-- Texto fornecido --
....
Não aprendo Flamenco desde Dezembro (porque não vou às aulas). Sinto falta das aulas da Rita. E o que eu aprendi no pouco tempo que lá estive... Os cds de coisas novas amontoam-se na estante e eu não os ouço. Cortei duas vezes o cabelo, sentindo sempre que atraiçoava o meu duende enquanto o fazia. Não sei se sei a coreografia do Caminito. Faltam-me a Isa e a Mafalda cá em casa para ensaiar. Consigo imaginar coreografias flamencas para músicas que muitas vezes nem flamencas são. Mas ficam ali... Expectantes...
Não vou a encontros do ICE. Não sei se existem novos projectos para as comunidades ciganas. Não leio teses de Mestrado, nem RVCCs, nem pós-graduações. A Myrna só não terá desistido de mim, porque não é pessoa de desistências. Não me apetece escrever. Alinhavo histórias em cima de histórias. Escrevo o seu início, sei o seu fim. Mas ficam ali... Linhas começadas, parágrafos incompletos. Expectantes...
Sinto falta da Sónia. Das músicas que me deu a conhecer. Do seu sentir, do seu conceito de improviso, que fiz dele um lema de vida. Ensaiar, ensaiar e depois... É o que sair! E a coragem para vivermos o que o coração nos diz para viver. Ela, que estará numa fase diferente da sua vida, com os olhos no futuro. Expectante...
Suspendem-se os projectos. Vou ali, já não vou. Não tenho tempo. O que é o tempo? Os minutos contados, no compás de quem respira o ar que o momento permite. Remete-se para depois o que agora não tem resposta possível. E poderá ser de outra forma?
Aprendo sobre ciganos todos os dias. Estou nas escolas, nos bairros. E as pessoas ciganas lá estão, todos os dias. As que conheci crianças, casam e têm filhos. E a ligação nunca se perde, quando o afecto foi sentido. Faço parte de um Projecto, pequeno para quem o financia, mas grande para mim, que é o dos Mediadores Municipais Ciganos. E orgulho-me todos os dias por trabalhar, lado a lado, com um cigano. E fico expectante das novas experiências...
....
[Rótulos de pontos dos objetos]
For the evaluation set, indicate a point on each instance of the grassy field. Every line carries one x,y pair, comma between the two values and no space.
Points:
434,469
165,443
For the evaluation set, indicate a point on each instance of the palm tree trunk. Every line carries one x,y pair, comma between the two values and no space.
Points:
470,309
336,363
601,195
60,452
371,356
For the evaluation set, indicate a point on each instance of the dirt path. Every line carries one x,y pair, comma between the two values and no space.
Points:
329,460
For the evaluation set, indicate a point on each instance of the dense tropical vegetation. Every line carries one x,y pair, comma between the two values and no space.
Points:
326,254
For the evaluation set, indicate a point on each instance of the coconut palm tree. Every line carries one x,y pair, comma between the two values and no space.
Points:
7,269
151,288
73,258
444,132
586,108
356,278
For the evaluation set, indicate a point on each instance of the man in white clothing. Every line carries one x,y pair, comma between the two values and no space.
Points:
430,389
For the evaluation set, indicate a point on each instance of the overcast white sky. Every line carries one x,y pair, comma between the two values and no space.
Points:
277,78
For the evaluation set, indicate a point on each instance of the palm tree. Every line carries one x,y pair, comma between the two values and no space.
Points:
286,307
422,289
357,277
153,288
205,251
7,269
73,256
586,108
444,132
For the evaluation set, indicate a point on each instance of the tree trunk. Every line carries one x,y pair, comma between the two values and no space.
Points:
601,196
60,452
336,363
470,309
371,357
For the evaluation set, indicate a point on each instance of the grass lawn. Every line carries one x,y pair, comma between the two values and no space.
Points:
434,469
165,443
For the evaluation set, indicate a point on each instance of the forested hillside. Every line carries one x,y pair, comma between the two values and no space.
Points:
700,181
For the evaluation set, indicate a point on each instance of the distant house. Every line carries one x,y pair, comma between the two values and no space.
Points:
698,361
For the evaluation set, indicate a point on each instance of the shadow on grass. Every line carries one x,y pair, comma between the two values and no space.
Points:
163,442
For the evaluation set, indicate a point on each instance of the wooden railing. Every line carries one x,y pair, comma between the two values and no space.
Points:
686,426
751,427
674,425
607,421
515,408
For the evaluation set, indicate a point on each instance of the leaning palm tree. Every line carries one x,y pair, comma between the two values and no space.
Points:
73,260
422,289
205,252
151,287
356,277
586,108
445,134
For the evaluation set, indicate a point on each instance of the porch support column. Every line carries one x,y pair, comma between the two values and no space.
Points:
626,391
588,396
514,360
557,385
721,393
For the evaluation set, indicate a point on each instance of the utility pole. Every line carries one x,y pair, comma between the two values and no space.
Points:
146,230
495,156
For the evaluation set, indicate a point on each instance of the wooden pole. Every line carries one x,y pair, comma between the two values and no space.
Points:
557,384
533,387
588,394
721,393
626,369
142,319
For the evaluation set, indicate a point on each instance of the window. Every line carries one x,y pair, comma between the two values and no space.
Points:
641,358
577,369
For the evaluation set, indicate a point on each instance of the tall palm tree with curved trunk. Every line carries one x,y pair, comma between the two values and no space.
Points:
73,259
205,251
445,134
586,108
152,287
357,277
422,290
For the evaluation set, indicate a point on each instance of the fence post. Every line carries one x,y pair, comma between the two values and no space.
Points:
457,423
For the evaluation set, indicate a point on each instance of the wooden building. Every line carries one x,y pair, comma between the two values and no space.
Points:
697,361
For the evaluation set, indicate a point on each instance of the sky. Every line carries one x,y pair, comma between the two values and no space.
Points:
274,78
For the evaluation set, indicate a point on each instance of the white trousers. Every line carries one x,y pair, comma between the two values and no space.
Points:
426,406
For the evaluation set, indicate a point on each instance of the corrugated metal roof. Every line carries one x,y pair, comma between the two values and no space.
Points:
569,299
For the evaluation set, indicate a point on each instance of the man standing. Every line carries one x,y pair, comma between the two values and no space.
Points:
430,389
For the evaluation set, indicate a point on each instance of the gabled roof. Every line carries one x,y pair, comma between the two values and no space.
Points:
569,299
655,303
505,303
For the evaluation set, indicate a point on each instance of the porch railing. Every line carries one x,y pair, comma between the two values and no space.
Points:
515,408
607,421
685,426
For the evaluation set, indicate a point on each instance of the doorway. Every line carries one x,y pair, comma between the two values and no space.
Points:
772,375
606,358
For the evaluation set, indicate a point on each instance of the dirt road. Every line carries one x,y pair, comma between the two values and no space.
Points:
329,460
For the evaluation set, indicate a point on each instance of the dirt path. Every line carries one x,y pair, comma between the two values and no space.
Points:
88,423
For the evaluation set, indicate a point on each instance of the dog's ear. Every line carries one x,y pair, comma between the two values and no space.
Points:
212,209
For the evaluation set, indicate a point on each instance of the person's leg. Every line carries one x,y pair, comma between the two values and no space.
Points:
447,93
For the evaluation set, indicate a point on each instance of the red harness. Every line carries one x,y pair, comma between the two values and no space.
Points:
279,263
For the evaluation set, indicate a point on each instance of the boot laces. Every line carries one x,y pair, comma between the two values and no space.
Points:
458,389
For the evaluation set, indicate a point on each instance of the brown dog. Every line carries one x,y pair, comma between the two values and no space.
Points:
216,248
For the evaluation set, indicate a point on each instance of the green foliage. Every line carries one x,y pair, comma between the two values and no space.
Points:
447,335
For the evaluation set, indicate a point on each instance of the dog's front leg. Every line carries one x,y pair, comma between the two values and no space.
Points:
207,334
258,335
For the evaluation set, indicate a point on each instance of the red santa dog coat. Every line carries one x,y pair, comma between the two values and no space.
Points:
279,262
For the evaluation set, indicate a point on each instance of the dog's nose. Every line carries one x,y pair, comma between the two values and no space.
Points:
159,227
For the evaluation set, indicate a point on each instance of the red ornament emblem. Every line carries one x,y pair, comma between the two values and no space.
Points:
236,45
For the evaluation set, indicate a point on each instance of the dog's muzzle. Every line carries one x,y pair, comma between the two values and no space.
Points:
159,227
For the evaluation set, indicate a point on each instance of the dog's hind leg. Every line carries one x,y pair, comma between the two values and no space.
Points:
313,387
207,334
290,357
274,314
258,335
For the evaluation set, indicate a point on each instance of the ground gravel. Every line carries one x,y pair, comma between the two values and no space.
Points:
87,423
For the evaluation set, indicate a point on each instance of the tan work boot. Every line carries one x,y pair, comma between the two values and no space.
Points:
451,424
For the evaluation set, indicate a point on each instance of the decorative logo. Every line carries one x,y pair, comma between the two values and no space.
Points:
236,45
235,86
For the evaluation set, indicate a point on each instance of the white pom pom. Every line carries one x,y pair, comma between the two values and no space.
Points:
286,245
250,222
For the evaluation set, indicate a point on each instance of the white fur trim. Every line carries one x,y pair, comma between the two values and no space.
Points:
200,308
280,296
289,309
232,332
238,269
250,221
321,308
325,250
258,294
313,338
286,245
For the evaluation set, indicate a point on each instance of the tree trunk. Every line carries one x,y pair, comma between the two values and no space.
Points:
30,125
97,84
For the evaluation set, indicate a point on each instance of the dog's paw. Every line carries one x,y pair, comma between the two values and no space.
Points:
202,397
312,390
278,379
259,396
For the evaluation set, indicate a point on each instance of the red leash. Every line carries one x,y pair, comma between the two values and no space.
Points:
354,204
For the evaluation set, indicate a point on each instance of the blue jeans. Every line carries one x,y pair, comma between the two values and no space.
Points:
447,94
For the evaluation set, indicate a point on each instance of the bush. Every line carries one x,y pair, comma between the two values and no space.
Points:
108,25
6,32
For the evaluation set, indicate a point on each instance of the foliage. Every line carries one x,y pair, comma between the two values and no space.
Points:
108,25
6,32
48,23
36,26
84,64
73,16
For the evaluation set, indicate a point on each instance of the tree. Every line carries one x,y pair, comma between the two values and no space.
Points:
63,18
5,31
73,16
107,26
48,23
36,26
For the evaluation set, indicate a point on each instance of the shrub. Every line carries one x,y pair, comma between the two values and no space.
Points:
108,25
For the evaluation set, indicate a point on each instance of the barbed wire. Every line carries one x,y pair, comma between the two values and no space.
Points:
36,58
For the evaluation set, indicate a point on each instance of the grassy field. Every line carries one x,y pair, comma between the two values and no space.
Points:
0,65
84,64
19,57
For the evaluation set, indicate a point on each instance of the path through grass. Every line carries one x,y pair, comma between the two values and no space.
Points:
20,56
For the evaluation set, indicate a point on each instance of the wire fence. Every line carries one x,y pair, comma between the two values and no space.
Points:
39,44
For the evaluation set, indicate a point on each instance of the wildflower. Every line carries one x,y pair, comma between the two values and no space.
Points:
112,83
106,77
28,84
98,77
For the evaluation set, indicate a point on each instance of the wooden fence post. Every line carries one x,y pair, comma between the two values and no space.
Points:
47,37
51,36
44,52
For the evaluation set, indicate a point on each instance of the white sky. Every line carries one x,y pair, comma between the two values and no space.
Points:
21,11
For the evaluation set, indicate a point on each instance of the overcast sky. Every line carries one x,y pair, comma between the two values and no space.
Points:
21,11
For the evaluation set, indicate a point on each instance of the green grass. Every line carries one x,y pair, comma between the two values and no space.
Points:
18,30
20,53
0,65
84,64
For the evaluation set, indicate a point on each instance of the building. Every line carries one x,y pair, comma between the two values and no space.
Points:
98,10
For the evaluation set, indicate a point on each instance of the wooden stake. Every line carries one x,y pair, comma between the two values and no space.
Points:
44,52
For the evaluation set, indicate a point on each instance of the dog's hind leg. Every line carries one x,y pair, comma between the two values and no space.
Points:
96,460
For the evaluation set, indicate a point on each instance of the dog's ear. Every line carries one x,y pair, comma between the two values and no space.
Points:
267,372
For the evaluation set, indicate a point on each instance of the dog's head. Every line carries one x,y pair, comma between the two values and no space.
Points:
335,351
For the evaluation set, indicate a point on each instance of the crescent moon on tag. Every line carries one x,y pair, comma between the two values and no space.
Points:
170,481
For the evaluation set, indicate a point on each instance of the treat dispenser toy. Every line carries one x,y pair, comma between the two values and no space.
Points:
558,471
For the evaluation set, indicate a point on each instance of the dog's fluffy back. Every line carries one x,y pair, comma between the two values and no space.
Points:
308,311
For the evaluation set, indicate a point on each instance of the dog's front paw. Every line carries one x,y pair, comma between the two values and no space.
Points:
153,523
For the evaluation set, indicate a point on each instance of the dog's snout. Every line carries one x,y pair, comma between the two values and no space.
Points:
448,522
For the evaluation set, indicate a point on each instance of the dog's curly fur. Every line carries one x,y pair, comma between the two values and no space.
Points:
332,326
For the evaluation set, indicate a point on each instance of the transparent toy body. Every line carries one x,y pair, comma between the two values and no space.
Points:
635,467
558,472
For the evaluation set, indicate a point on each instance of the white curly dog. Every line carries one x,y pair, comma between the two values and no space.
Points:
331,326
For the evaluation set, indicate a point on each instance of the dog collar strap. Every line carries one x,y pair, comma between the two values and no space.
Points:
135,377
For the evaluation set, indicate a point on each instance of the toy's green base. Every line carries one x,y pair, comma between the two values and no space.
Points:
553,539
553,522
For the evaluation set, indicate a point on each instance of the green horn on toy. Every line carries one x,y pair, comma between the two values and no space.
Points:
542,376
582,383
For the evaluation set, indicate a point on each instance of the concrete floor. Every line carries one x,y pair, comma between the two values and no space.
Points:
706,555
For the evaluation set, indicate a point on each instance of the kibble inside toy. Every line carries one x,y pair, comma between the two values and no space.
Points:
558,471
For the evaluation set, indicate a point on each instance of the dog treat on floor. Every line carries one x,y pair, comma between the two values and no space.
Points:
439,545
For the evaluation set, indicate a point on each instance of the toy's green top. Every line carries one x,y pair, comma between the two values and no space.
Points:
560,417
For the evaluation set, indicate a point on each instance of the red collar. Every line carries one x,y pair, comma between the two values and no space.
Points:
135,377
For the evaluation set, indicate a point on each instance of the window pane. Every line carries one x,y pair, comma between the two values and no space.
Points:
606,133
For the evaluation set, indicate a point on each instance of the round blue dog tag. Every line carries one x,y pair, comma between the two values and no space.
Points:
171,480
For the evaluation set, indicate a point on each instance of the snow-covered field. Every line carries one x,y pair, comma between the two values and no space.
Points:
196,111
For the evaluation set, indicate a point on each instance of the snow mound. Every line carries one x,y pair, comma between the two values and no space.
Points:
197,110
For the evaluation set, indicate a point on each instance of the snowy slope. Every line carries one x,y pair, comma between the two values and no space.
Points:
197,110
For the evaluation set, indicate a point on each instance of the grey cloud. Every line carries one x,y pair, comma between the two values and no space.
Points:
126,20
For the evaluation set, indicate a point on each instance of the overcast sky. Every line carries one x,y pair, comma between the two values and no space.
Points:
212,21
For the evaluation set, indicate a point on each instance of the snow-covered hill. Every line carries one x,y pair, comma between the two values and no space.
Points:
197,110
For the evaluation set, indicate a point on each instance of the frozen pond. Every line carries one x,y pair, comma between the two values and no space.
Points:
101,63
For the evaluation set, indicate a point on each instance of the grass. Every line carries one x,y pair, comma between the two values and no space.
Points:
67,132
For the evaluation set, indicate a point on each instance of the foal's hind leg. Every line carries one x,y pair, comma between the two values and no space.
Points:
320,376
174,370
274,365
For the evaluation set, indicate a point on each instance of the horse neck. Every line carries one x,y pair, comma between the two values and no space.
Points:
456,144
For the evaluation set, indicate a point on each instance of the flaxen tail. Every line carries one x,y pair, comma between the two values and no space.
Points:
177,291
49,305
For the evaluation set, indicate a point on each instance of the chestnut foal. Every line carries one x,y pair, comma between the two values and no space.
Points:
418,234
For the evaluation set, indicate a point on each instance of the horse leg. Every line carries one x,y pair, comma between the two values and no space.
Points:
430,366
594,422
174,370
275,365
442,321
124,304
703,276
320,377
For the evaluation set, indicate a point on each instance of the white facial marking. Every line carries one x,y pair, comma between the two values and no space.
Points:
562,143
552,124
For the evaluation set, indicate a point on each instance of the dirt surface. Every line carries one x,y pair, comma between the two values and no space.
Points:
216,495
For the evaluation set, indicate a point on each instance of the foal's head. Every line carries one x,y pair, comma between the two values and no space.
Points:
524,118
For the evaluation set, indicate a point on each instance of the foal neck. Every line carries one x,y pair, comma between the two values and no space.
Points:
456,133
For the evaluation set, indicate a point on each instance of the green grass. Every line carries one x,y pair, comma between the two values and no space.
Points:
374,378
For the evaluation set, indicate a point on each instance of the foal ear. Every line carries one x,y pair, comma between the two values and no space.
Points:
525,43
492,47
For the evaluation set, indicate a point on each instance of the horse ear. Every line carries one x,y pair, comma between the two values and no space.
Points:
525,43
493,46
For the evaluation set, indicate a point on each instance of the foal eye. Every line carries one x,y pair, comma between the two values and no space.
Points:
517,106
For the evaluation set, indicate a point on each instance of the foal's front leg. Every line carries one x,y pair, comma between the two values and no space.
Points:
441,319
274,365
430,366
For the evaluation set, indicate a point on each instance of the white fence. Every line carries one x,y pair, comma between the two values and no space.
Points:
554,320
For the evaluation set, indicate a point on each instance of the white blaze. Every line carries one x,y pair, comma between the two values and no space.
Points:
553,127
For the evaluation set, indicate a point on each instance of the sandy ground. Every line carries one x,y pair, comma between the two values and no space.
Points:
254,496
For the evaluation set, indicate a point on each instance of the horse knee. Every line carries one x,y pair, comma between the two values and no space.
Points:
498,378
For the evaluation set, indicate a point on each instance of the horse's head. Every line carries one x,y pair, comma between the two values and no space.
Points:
....
-- Tarefas a fazer --
**a)** Segundo o texto fornecido, de que projeto faz parte quem escreve?
**b)** Edite o trecho do texto fornecido que começa em "Suspendem-se os projectos." e segue até "de outra forma?", trocando "minutos" por "segundos".

-- Respostas por tarefa --
**a)** Do projeto dos Mediadores Municipais Ciganos.

**b)**
Suspendem-se os projectos. Vou ali, já não vou. Não tenho tempo. O que é o tempo? Os segundos contados, no compás de quem respira o ar que o momento permite. Remete-se para depois o que agora não tem resposta possível. E poderá ser de outra forma?